**課題**
シダレカツラについての本文によると、芽接ぎによる接ぎ木の技術が開発されるまで、シダレカツラの苗木はどのようにつくられていましたか。

肴町のシダレカツラ    (国指定の天然記念物)
   所在地 盛岡市肴町12-6
                      こちらの方はいまは駐車場にポツンと立っています。
                    「カツラ」についての豆知識

       カツラはカツラ科カツラ属の日本固有の落葉高木で、北海道から九州まで分布し、北の方に
        多いようです。山の渓流や沢沿いの湿った肥沃なところに、サワグルミ、トチノキ、ホオノキなど
        と一緒に渓畔林の森を構成します。雌雄異株で、萌芽力が旺盛で無数のひこばえを出し、主幹
        が朽ちてもそのひこばえで命をつなぐ長命な樹木です。株立ち状で多幹となる性質があり、カツ
        ラの巨木は必ずしも太い主幹をもっているわけではありません。原始的で生命力に溢れ、推定
        樹齢千年を超える老木も残っています。
         シダレカツラは瀧源寺の案内板で解説されているように、早池峰山域で見つけたものを岳の妙
        泉寺境内に移植したものが最初のものとされています。元々の原木となったその木は、明治20年
        ごろまでは2,3株に分かれた大木で存在していたといいますが、残念ながらその後伐採されて今
        はありません。
         ところが、大ヶ生の瀧源寺を開いた当時の住職が、そのひこばえを瀧源寺境内に移植していた
        のでした。その移植された原木も大木となって伐られてしまいましたが、幸いにもその根元のひこ
        ばえが成長し、今日見るような姿に生育したのでした。カツラという樹木の生命力溢れる特徴がよ
        く現れています。
         明治のはじめ、瀧源寺2代目のシダレカツラのひこばえから得られた数本の苗木が、当時の実
        業家によって盛岡市内に植えられていますが、「門のシダレカツラ」と「肴町のシダレカツラ」はそ
        の一部です。シダレカツラの原木は雄株で、種子が付かないことに加えて、挿し木では発根せず、
        芽接ぎによる接ぎ木の技術が開発されるまでは、根際から出るひこばえを育て、それを親木から
        分離して苗木をつくらなければなりませんでした。現在は接ぎ木の技術によって、シダレカツラの
        苗木が容易に手に入るようになりましたが、接ぎ木以前のシダレカツラは、まさに貴重なものとい
        わなければなりません。 
         このように、現存する瀧源寺のシダレカツラこそが、今日見るすべてのシダレカツラのルーツと
        いうことになります。

[物体ポインティング用データセットの行]
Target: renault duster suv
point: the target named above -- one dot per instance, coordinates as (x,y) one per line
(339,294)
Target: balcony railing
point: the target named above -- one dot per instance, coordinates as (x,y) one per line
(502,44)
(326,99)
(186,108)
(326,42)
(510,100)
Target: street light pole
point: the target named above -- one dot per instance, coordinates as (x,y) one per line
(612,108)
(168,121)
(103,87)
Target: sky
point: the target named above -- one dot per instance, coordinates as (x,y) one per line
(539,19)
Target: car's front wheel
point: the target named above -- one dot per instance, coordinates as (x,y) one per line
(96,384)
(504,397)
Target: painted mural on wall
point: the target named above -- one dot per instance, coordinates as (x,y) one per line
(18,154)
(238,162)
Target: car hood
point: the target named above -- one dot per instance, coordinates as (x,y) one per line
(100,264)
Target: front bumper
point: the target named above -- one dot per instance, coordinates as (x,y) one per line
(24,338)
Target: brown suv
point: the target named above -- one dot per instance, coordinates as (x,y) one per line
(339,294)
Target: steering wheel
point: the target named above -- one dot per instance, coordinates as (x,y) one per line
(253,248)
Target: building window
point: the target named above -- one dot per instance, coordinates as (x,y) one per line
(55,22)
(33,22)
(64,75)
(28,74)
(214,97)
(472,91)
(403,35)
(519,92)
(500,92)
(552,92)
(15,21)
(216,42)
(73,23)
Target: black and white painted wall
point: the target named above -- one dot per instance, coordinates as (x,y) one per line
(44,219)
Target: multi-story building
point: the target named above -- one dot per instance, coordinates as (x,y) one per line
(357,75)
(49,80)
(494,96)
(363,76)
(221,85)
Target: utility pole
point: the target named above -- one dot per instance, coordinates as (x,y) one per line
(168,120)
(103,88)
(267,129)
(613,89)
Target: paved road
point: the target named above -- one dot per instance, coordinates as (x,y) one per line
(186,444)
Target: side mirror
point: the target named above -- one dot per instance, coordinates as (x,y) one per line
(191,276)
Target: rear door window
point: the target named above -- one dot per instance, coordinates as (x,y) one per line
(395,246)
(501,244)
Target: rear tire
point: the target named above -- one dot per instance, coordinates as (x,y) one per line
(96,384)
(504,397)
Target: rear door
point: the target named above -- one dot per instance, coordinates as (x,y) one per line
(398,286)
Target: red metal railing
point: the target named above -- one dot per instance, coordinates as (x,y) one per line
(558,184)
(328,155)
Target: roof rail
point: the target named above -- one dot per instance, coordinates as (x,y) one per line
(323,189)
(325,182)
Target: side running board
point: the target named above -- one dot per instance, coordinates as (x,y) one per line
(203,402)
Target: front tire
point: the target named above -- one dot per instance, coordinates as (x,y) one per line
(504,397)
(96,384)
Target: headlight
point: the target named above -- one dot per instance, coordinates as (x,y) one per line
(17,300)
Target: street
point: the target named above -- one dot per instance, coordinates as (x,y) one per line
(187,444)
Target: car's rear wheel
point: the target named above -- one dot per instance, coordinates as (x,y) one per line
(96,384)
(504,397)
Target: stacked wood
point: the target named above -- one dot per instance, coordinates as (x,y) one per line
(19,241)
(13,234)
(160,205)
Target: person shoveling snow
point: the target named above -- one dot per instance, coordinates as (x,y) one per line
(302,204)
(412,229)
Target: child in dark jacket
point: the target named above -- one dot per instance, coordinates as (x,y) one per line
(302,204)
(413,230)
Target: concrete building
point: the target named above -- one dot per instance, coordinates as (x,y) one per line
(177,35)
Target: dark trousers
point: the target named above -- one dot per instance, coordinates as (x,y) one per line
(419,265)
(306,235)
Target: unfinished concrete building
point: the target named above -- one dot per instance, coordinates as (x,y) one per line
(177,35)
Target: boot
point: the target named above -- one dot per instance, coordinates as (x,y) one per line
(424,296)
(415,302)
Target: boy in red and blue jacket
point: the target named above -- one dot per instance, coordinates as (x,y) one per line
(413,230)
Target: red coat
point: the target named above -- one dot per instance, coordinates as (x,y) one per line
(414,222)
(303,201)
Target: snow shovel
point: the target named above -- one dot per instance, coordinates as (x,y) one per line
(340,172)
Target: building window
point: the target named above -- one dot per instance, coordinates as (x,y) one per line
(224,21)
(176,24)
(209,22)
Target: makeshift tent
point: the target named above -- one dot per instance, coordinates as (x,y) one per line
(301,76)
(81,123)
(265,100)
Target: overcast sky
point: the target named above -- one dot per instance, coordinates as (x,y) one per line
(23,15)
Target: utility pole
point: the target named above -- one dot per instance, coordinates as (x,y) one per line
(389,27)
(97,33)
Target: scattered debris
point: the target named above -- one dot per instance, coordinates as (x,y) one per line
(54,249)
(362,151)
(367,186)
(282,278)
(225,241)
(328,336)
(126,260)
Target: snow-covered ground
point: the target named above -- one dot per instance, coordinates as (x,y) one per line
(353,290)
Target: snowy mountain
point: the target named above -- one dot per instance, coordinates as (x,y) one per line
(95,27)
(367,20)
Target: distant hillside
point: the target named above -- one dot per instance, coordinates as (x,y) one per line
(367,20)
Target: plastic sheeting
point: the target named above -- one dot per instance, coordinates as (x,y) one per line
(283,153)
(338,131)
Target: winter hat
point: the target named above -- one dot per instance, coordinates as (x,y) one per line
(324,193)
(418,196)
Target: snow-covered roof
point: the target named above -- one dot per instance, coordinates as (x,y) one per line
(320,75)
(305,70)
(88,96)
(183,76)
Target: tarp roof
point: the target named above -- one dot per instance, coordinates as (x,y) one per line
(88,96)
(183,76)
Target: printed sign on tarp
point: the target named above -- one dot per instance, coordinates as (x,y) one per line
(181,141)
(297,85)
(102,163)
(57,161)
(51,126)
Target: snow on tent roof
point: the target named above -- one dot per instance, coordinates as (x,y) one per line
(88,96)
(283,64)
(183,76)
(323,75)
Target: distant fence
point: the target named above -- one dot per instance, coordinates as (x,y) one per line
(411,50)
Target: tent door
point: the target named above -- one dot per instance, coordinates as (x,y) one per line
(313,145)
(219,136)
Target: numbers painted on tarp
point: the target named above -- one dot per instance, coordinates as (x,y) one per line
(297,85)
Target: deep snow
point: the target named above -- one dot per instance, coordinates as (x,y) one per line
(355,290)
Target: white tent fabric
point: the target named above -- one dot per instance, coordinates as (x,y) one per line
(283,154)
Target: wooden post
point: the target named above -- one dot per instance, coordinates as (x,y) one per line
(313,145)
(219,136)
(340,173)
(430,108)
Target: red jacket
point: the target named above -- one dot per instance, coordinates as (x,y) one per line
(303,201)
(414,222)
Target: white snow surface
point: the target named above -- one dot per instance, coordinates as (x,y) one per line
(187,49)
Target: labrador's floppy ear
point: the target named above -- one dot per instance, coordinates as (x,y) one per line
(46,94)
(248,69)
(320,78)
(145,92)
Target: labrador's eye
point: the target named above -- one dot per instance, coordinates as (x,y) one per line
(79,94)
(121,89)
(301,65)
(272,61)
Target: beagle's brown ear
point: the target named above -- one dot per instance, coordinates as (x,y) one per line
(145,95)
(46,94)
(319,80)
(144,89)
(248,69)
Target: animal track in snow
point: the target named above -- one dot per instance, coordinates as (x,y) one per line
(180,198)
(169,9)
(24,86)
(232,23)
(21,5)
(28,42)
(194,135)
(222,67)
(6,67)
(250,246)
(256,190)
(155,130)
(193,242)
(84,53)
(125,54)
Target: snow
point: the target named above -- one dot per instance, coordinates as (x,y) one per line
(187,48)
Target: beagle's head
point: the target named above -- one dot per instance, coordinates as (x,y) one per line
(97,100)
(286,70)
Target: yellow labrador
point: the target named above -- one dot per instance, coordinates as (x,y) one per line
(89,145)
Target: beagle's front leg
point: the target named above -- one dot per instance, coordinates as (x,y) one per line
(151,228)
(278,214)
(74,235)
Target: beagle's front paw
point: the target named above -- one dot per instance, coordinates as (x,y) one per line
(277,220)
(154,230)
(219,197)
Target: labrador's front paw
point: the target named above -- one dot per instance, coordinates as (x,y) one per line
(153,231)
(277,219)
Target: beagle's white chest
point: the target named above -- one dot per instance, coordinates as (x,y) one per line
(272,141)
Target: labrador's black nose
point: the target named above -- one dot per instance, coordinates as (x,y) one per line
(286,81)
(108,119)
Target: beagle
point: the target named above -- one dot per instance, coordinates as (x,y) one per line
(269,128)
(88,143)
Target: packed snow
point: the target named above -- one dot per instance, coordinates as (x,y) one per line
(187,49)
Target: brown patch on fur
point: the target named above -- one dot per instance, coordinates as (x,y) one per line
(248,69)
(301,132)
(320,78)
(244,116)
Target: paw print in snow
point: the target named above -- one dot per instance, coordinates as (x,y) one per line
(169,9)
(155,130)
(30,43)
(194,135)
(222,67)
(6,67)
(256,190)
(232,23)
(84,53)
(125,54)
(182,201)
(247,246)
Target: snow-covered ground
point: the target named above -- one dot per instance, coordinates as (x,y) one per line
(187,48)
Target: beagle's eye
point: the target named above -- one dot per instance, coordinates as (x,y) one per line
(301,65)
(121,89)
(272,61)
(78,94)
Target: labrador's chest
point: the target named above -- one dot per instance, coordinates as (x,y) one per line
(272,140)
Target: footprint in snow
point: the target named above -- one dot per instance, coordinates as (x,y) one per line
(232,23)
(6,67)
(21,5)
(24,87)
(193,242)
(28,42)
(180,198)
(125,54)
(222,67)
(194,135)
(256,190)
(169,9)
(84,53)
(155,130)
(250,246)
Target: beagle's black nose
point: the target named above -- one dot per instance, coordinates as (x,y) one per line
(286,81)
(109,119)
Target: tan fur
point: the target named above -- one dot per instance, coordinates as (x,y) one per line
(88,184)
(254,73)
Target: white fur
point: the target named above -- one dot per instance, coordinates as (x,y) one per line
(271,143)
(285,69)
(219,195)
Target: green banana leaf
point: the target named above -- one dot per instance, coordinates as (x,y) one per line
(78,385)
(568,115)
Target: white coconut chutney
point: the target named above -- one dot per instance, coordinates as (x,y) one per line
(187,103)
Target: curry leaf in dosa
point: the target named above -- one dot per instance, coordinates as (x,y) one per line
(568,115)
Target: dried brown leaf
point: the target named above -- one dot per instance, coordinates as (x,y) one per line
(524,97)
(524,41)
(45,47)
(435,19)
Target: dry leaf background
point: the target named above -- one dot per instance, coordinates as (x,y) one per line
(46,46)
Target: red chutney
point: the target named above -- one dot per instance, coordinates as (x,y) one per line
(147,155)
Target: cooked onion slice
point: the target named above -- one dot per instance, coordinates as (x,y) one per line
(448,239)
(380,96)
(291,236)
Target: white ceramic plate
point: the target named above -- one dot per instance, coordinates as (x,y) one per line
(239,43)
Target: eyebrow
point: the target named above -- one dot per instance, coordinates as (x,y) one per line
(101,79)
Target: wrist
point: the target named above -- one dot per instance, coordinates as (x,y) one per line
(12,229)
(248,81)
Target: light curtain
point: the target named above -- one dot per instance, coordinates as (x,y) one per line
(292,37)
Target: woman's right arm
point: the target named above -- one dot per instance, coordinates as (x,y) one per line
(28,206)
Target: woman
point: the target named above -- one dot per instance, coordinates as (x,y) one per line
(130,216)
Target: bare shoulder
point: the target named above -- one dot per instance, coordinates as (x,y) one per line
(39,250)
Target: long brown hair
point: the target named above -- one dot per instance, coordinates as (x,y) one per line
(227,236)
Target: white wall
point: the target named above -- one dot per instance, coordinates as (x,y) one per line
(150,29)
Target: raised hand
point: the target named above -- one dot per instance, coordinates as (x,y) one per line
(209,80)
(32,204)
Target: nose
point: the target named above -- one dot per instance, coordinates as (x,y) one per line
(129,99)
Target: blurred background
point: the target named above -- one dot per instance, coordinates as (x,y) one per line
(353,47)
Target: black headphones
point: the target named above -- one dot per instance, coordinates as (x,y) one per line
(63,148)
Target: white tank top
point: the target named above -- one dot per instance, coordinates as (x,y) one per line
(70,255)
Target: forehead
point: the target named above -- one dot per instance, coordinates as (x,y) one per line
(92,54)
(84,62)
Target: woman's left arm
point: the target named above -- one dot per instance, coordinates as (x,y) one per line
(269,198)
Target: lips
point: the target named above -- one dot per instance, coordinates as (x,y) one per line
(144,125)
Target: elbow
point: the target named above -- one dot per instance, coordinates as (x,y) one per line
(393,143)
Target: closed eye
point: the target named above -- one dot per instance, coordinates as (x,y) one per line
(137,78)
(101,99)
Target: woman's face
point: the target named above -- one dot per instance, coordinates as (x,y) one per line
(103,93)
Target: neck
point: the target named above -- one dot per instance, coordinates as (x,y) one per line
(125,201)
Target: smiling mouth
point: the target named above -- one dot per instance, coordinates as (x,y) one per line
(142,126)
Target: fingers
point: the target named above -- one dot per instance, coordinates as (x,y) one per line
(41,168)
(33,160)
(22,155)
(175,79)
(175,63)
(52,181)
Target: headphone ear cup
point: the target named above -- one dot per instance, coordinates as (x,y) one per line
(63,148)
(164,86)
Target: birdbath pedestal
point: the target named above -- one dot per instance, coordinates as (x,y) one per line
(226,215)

**解答**
根際から出るひこばえを育て、それを親木から分離してつくられていました。